##### EXTRAIT DU TEXTE #####
Chaque livre du Nobel José Saramago aura été un festin. Mais ce vendredi 18 juin, sur l’île espagnole de Lanzarote, une jeune femme d’une beauté démoniaque l’a rattrapé.
Cette femme à l’attraction trouble et fatale s’appelle la mort. Elle est l’héroïne de l’un de ses derniers romans Mort par intermittence, où il est question d’une grève de la mort. Et oui, la mort se fâche parce qu’elle n’a pas pu transgresser l’immémoriale procédure en vigueur dans la gestion des départs définitifs ! Alors elle s’arrête de «travailler» et plus personne ne meurt dans le royaume du Portugal, provoquant un immense chaos dans le monde des vivants. Car, si plus personne ne meurt, que vont dire et faire les gens de sciences, les gens de foi, les gens de loi, les gens d’armes et même les hommes d’Etat ? Rien, sinon les voir, chacun dans sa chapelle, tristement et laborieusement, essayer de justifier l’impensable. Mais l’auteur, lui, a quelque chose à dire. S’ensuit alors une longue coulée parabolique de près de 300 pages, où le talent de ce flamboyant dialecticien, qu’est José Saramago, va s’illustrer pour donner du sens au sens – ou au non-sens. José Saramago est donc mort en juin 2010, en pleine fièvre footballistique.
Autant dire dans un désert médiatique pour la mort d’un poète. L’un de ses critiques écrivit d’ailleurs, le lendemain de son décès, dans le journal espagnol El Pais : «Probablement que dans une parade militaire, José Saramago aurait défilé à l’envers.» En fait, toute sa vie il en a été ainsi : être là où plus personne de son envergure ne s’attarde ni ne souhaite être vu. En fait aussi, il faut aujourd’hui les compter, les intellectuels (occidentaux ou non) qui savent encore, dans ce déferlement inouï des contre-valeurs qui font la «norme» internationale, récolter et traduire les râles d’une humanité qui souffre.
Toute sa vie, José Saramago, aux yeux des autres, aura porté cette sorte de dichotomie qui faisait de lui aussi bien le maître de la parabole philosophique dans ses écrits que l’homme de gauche et de cœur intraitable sur les questions de l’égalité et de la justice de tous les jours. José Saramago aura été la bête noire de l’establishment politico-religieux du président de la République de son propre pays qui a refusé d’assister à son enterrement, pourtant officiellement déclaré national, au Vatican qui s’est presque ouvertement réjoui de sa disparition. Les puissants des différents pouvoirs avaient pour lui un qualificatif que la vulgate capitaliste fait résonner de nos jours comme la suprême insulte : communiste !
##### EXTRAIT DES DONNÉES #####
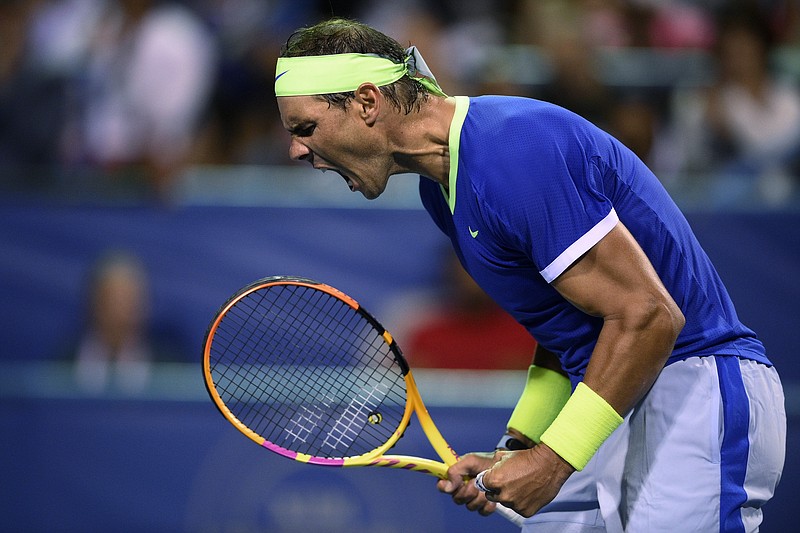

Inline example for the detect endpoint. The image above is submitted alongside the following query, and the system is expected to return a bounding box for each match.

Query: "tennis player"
[275,20,786,533]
#####
CONSIGNES:
1) Énumérez les catégories de personnes dont le texte sur José Saramago se demande ce qu'elles vont dire et faire si plus personne ne meurt.
2) D'après le texte sur José Saramago, expliquez pourquoi la mort cesse de « travailler » dans le roman Mort par intermittence.
3) Poursuivez le texte sur José Saramago à partir de sa dernière phrase.
Les données n'ont aucun rôle à jouer ici.

RÉPONSES:
1) Les gens de sciences, les gens de foi, les gens de loi, les gens d'armes et les hommes d'État.

2) La mort se fâche parce qu'elle n'a pas pu transgresser l'immémoriale procédure en vigueur dans la gestion des départs définitifs. Elle se met donc en grève, et plus personne ne meurt dans le royaume du Portugal.

3)
Ce à quoi, taquin, il répondait : «Oui, mais communiste hormonal», affirmant par là son attachement viscéral à l’archéologie de la généreuse et féconde pensée progressiste et libertaire qui a toujours fait bouger le monde, davantage qu’à un système politique qui a vécu puis disparu dans son effroyable rigidité dogmatique. Il était aussi, si j’ose dire, également fâché avec l’Eglise ; un peu trop en réalité. Il se disait « athée mais non incroyant », s’appropriant ainsi, de fait, une immense marge qui l’autorisait, pensait-il, à réduire à sa portion congrue la part du sacré dans l’aventure humaine de laquelle il ne voulait retenir que la forme peut-être la plus radicale du questionnement existentialiste. Sur le plan religieux, livre après livre, du Dieu manchot à L’Evangile selon Jésus-Christ , José Saramago va approfondir sa réflexion, en réalité sa critique, qui aboutira, avec Caïn, paru en 2009, à une forme d’un intolérable blasphème aux yeux des croyants.
Dans ce livre, Saramago revisite la Bible, interroge, interpelle, recadre l’histoire, convoque le présent et se demande si la volonté du Suprême est toujours là pour guider le monde. Pour le journal du Vatican, L’osseratore Romano, c’est suffisant pour traiter le prix Nobel «d’extrémiste» et «d’antireligieux». Le Vatican, on s’en doute, fait son travail de gardien du temple, mais cela ne va pas empêcher de très nombreux déshérités de la planète, au moins une fois dans leur vie (la plus tragique), de gravement se poser la question : «Mais où est passé le Sauveur ?» La question est d’autant plus pertinente que, au crédit du Nobel, le nombre de boutiques extrémistes, dans toutes les religions, n’a cessé de proliférer.
L’humain est interminable
Le judaïsme a fini par brutalement capturer un Etat qu’il veut «pur et conforme» à la règle que le rabbinat a forgée une et unique, malgré la multitude des prophètes d’Israël. Le Christianisme maintient en apparence son quant-à-soi mais encourage en sous-main l’explosion des «Eglises» qui partent à la conquête des «restes des peuples» avec un catéchisme dollarisé. Et il y a aussi, bien sûr, l’Islam, l’Islam avec sa belle et sereine figure et dont la fragmentation a laissé béante une autoroute de discordes. Où il est moins question de l’essentiel que du rite : sunnite, chiites, ibadites, druzes, ismaéliens, etc. Où chaque «communauté» tente de tatouer ce rayonnant visage de l’Islam du sceau de sa vanité. Pendant ce temps, des émirs, officiels ou non, des imams reconnus ou autoproclamés, des rois à la limite de légitimité ou des présidents de République bien ou mal élus, forgent, eux aussi, chacun selon ses convenances, les types de servant qui cadrent le mieux avec leur gouvernance, toujours éclairée bien sûr.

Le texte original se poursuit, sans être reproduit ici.